* start Material for this task *

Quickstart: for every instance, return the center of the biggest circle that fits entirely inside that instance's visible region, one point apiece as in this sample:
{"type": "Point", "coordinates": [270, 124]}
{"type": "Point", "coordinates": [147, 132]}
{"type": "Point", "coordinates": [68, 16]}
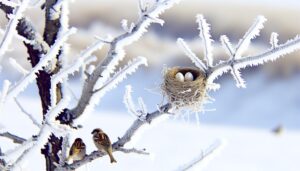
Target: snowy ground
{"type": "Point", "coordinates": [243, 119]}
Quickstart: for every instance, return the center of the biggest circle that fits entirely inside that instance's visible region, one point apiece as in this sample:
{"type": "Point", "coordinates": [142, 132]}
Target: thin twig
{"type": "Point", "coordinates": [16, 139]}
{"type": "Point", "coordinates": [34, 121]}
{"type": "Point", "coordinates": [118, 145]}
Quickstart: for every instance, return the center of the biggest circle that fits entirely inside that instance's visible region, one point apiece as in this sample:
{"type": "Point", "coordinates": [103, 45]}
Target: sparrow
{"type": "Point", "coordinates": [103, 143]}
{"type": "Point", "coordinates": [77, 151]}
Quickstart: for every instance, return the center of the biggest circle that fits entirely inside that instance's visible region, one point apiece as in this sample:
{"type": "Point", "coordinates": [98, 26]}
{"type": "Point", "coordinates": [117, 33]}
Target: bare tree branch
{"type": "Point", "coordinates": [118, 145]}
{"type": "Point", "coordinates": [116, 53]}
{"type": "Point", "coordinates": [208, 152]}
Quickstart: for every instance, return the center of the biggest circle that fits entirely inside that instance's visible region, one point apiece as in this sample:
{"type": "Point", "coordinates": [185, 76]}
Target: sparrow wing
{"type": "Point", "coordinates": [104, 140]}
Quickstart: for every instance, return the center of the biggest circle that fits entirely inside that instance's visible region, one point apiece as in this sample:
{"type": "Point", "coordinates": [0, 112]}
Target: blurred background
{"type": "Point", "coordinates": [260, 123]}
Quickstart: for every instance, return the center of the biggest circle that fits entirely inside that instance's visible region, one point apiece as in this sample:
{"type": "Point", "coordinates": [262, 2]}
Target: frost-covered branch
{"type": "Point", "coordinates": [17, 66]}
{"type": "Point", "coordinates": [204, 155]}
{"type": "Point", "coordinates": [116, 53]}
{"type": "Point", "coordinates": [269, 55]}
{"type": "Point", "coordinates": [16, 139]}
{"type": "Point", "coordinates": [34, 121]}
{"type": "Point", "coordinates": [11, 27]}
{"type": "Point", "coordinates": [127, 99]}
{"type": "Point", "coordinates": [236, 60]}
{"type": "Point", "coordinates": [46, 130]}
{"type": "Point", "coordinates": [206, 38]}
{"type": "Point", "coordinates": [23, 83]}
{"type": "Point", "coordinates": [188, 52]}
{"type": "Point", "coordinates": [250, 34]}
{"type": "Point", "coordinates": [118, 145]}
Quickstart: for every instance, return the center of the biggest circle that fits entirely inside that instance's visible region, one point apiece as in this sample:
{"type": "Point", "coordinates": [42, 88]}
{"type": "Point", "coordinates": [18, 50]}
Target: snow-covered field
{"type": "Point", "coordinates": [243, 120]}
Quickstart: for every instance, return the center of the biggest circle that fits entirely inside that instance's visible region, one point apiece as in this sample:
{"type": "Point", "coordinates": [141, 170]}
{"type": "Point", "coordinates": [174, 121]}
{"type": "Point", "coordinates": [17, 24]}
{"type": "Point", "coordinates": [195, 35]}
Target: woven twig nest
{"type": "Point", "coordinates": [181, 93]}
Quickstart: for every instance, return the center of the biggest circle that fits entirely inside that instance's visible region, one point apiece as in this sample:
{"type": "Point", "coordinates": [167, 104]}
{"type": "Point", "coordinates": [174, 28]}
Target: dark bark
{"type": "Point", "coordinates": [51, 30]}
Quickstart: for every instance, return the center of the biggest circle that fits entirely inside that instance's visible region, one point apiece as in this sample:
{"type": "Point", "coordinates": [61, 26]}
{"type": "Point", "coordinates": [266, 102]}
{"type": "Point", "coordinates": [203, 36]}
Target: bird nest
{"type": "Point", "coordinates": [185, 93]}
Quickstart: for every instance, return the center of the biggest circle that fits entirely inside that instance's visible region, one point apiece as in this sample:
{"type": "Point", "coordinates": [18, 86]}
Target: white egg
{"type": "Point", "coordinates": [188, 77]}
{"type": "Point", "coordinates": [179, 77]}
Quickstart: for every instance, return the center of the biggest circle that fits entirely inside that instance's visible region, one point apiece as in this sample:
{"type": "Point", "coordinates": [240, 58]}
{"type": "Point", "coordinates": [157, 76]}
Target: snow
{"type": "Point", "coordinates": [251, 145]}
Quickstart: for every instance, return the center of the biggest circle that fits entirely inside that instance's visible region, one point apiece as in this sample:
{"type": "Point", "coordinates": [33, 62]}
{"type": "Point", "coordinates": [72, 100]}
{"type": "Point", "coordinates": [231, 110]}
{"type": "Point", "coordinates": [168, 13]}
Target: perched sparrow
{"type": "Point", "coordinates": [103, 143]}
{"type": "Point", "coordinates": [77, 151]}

* end Material for this task *

- The request: Report how many of the lines above contain the string "twig", treating uppercase and lowercase as different. Give only the number.

- Written solution: 2